### Problem to work on:
Provide as a JSON list of strings the lines of the data between the line holding "Detect firefighter in" and the line holding "[0,1,237,298]", inclusive, one string per line and blank lines omitted.

### The data:
-=-=-=-=-

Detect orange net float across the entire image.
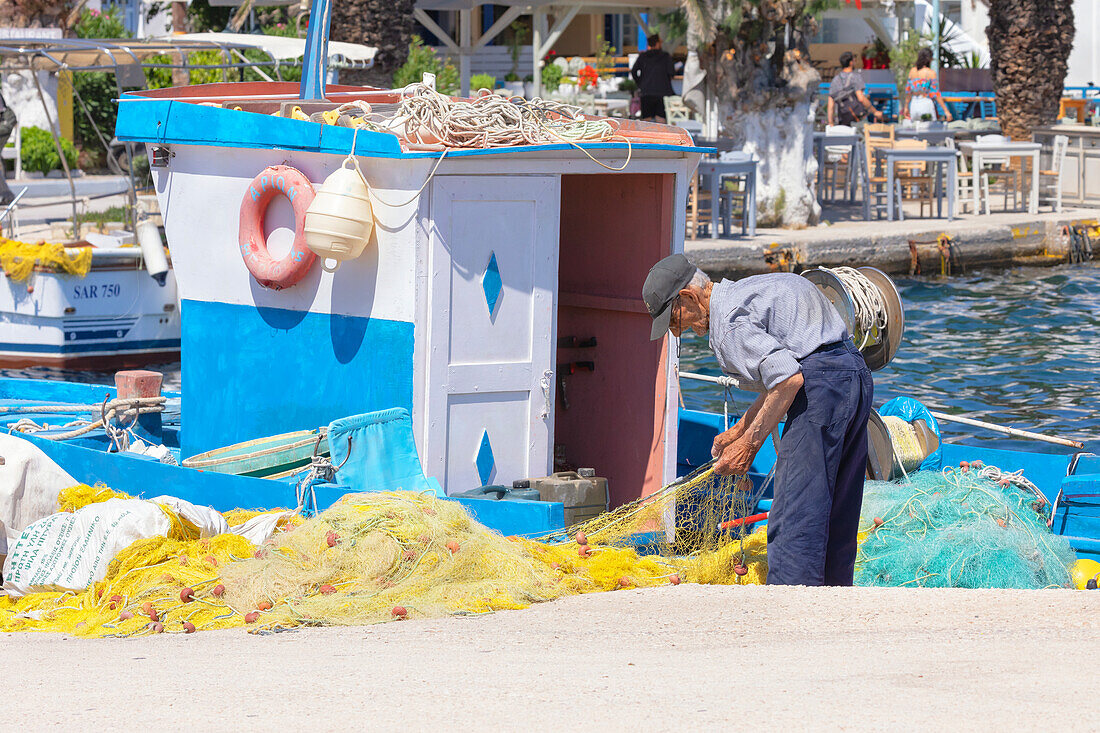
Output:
[238,165,317,291]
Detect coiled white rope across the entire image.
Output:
[882,415,925,479]
[382,83,633,171]
[8,395,168,440]
[822,267,889,349]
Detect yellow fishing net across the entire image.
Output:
[0,237,91,282]
[0,473,767,636]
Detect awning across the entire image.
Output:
[166,33,378,67]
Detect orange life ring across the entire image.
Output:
[238,165,317,291]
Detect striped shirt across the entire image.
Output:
[711,273,848,392]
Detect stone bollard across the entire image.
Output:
[114,369,164,435]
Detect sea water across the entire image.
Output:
[8,262,1100,452]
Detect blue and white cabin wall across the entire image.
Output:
[128,88,699,502]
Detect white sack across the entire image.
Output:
[0,434,80,551]
[3,499,172,598]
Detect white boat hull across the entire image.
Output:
[0,249,179,369]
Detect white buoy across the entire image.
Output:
[138,219,168,287]
[305,155,374,272]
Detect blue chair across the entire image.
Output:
[329,407,444,496]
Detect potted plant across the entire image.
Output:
[541,63,564,97]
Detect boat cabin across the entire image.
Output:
[117,83,705,504]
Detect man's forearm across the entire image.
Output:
[734,392,768,437]
[743,372,803,449]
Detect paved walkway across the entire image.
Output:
[684,205,1100,276]
[0,584,1100,733]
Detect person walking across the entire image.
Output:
[0,94,19,206]
[902,48,952,122]
[826,51,882,127]
[641,254,875,586]
[630,33,675,122]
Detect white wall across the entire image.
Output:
[1066,0,1100,87]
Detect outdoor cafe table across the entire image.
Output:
[699,151,756,239]
[894,124,956,145]
[875,147,956,221]
[959,141,1043,214]
[814,132,866,202]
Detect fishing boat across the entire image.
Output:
[0,243,179,369]
[0,6,1100,556]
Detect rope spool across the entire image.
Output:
[882,415,925,473]
[803,267,905,371]
[867,411,939,481]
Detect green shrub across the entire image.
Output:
[19,128,77,174]
[470,74,496,91]
[73,6,130,39]
[73,72,119,150]
[542,62,564,94]
[394,35,459,95]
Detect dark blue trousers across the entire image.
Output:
[768,339,875,586]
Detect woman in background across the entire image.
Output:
[904,48,952,122]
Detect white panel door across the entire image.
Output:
[424,176,561,493]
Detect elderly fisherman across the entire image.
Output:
[642,254,875,586]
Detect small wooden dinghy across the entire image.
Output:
[184,428,329,479]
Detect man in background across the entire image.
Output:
[630,33,675,122]
[828,51,882,127]
[0,94,19,206]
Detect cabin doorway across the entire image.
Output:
[554,174,677,506]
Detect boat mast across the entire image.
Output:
[298,0,331,99]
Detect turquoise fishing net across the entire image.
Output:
[856,469,1076,589]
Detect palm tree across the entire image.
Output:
[682,0,832,227]
[986,0,1074,140]
[331,0,416,87]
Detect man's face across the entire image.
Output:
[669,288,711,338]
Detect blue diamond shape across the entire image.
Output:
[482,252,504,316]
[474,430,496,486]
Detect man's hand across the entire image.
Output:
[714,437,760,475]
[711,419,745,458]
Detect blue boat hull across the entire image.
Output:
[0,380,1100,558]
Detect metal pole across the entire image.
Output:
[930,411,1085,448]
[459,10,474,97]
[932,0,941,77]
[298,0,330,99]
[31,68,80,240]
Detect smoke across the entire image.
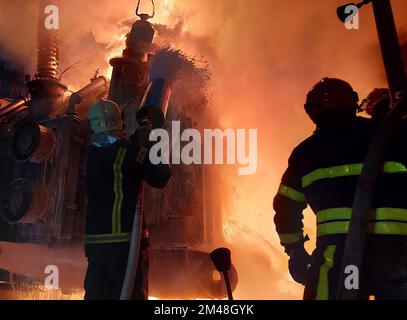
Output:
[0,0,407,299]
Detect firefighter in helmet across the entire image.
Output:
[85,100,171,300]
[274,78,407,300]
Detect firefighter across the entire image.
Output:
[85,100,171,300]
[274,78,407,300]
[366,88,390,122]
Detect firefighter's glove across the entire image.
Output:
[135,120,154,150]
[285,237,311,285]
[395,91,407,114]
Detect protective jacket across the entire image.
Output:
[274,118,407,299]
[85,133,171,300]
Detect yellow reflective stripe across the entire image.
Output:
[302,161,407,188]
[112,148,127,234]
[369,221,407,236]
[302,163,363,188]
[85,233,131,244]
[316,246,336,300]
[317,221,407,237]
[278,184,307,203]
[383,161,407,173]
[317,221,350,237]
[317,208,407,223]
[278,232,303,245]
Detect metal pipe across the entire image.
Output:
[337,0,407,300]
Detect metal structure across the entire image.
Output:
[0,1,237,298]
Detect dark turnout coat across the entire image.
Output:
[85,134,171,299]
[274,118,407,299]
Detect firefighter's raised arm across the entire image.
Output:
[274,150,310,284]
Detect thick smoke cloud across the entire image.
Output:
[0,0,407,299]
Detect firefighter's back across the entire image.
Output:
[292,118,407,297]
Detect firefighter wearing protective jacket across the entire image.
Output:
[85,100,171,300]
[274,78,407,300]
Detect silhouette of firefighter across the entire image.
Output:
[274,78,407,300]
[85,100,171,300]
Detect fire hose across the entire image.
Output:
[337,0,407,300]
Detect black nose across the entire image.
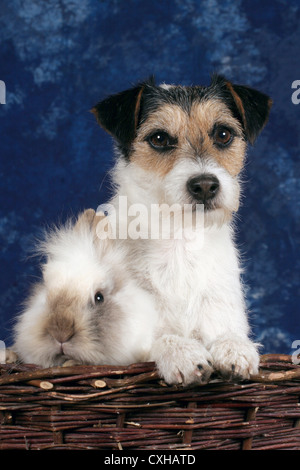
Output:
[187,175,220,204]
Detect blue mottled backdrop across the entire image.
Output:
[0,0,300,353]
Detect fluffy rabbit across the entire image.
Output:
[12,209,156,367]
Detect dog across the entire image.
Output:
[92,75,272,385]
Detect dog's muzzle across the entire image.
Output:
[187,174,220,208]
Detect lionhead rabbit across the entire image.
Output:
[12,209,156,367]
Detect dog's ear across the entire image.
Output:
[212,74,272,144]
[91,77,154,148]
[226,82,272,144]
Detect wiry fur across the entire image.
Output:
[93,76,271,383]
[13,210,155,367]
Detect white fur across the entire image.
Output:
[109,158,259,383]
[13,213,156,367]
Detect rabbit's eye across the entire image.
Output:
[94,292,104,304]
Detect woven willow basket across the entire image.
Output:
[0,355,300,450]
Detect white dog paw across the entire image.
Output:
[208,335,259,380]
[151,335,213,385]
[5,349,19,364]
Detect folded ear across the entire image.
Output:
[91,77,154,148]
[225,81,272,144]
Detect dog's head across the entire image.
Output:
[92,75,272,224]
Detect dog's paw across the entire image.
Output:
[151,335,213,385]
[208,335,259,380]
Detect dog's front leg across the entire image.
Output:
[151,334,213,385]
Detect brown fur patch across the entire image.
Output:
[130,99,246,177]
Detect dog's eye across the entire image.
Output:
[214,126,233,146]
[147,131,176,150]
[94,292,104,305]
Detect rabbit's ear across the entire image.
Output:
[74,209,96,231]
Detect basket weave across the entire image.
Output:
[0,355,300,450]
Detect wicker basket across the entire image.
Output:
[0,355,300,451]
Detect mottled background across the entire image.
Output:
[0,0,300,353]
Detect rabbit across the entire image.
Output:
[12,209,156,368]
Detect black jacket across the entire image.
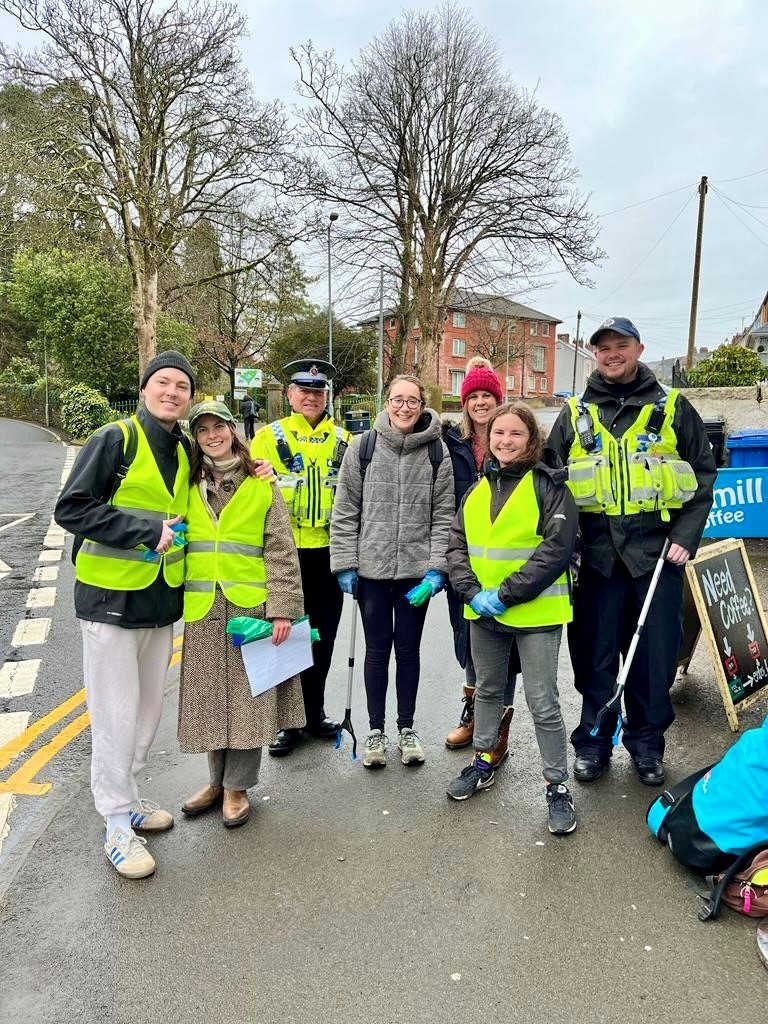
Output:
[445,457,579,632]
[53,407,188,629]
[547,362,717,578]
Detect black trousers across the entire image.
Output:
[357,577,429,730]
[299,548,344,725]
[568,559,683,761]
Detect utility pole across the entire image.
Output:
[376,266,384,415]
[685,174,707,370]
[570,309,582,394]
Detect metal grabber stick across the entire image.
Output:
[336,594,357,761]
[590,538,670,746]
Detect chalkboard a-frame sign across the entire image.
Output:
[685,540,768,732]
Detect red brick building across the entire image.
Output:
[361,288,561,398]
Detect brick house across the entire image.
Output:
[360,288,562,399]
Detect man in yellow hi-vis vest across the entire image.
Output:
[54,349,195,879]
[251,359,351,757]
[547,316,716,785]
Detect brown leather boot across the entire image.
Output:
[221,790,251,828]
[490,707,515,768]
[445,686,475,751]
[181,783,224,818]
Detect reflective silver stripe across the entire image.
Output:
[80,541,146,562]
[219,541,264,558]
[113,505,171,522]
[534,583,569,601]
[467,544,536,562]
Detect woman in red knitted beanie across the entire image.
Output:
[442,355,519,765]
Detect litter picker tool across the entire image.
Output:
[336,594,357,761]
[590,538,670,746]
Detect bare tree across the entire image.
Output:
[292,4,600,387]
[0,0,301,372]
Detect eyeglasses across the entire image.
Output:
[387,397,421,409]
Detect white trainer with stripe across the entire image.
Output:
[130,797,173,831]
[104,826,155,879]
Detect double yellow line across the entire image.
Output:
[0,636,182,797]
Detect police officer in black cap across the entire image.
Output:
[548,316,716,785]
[251,359,350,757]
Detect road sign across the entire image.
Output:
[234,367,262,387]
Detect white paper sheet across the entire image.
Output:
[240,618,313,696]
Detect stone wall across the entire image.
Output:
[683,385,768,434]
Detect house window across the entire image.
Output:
[530,345,547,374]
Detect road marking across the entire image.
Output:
[0,657,40,697]
[10,618,50,647]
[32,565,58,583]
[27,587,56,608]
[0,689,85,771]
[37,548,61,562]
[0,711,91,797]
[0,512,37,534]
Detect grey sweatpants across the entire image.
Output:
[208,746,261,790]
[469,622,568,782]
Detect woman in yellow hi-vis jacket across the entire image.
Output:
[178,401,304,828]
[447,406,578,835]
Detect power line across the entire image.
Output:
[600,191,696,302]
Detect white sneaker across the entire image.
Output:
[362,729,389,768]
[104,826,155,879]
[130,797,173,831]
[397,729,426,765]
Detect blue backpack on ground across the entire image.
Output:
[646,717,768,874]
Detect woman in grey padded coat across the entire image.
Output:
[331,375,455,768]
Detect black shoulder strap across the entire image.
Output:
[358,429,376,483]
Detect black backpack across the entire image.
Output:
[357,429,442,486]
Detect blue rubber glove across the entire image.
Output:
[336,569,357,596]
[469,589,507,618]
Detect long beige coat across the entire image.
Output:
[178,473,306,754]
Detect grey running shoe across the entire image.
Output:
[445,761,496,800]
[397,729,425,765]
[362,729,389,768]
[547,782,575,836]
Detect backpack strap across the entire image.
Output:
[696,841,768,921]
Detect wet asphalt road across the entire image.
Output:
[0,417,768,1024]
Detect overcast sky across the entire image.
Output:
[0,0,768,358]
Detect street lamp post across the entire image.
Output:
[328,211,339,419]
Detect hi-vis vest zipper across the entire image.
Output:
[568,388,697,521]
[464,470,573,628]
[184,477,272,623]
[251,413,350,548]
[75,416,189,590]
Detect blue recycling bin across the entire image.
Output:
[725,430,768,469]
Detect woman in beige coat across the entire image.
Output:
[178,401,304,828]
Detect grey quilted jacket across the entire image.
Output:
[331,409,456,580]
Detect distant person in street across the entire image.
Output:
[54,349,195,879]
[178,401,304,828]
[442,355,519,767]
[331,375,455,768]
[240,392,258,441]
[447,404,578,835]
[251,359,351,757]
[547,316,716,785]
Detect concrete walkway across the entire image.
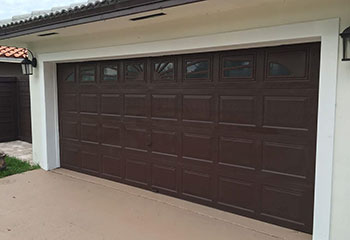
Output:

-=-=-=-=-

### Right answer:
[
  "Detect firefighter in helmet across the entire image.",
  "Output:",
  "[85,100,171,300]",
  "[274,78,407,300]",
  "Detect firefighter across the entire image.",
  "Output:",
  "[85,100,171,300]",
  "[274,78,407,300]",
  "[366,88,390,122]",
  "Detect firefighter's glove across the entire image.",
  "Output:",
  "[135,120,154,150]",
  "[285,237,311,285]",
  "[395,91,407,114]",
  "Detect protective jacket across the entire image.",
  "Output:",
  "[274,118,407,299]",
  "[85,133,171,300]",
  "Detect yellow reflective stripe across the entire image.",
  "Output:",
  "[302,161,407,188]",
  "[112,148,127,234]",
  "[369,221,407,236]",
  "[302,163,363,188]",
  "[85,233,131,244]",
  "[316,246,336,300]",
  "[317,221,407,237]",
  "[278,184,307,203]",
  "[383,161,407,173]",
  "[317,221,350,237]",
  "[317,208,407,223]",
  "[278,232,303,245]",
  "Detect metal pipe across the entire image.",
  "Output:",
  "[337,0,407,300]",
  "Detect metal structure across the entire image.",
  "Output:",
  "[0,1,237,298]"
]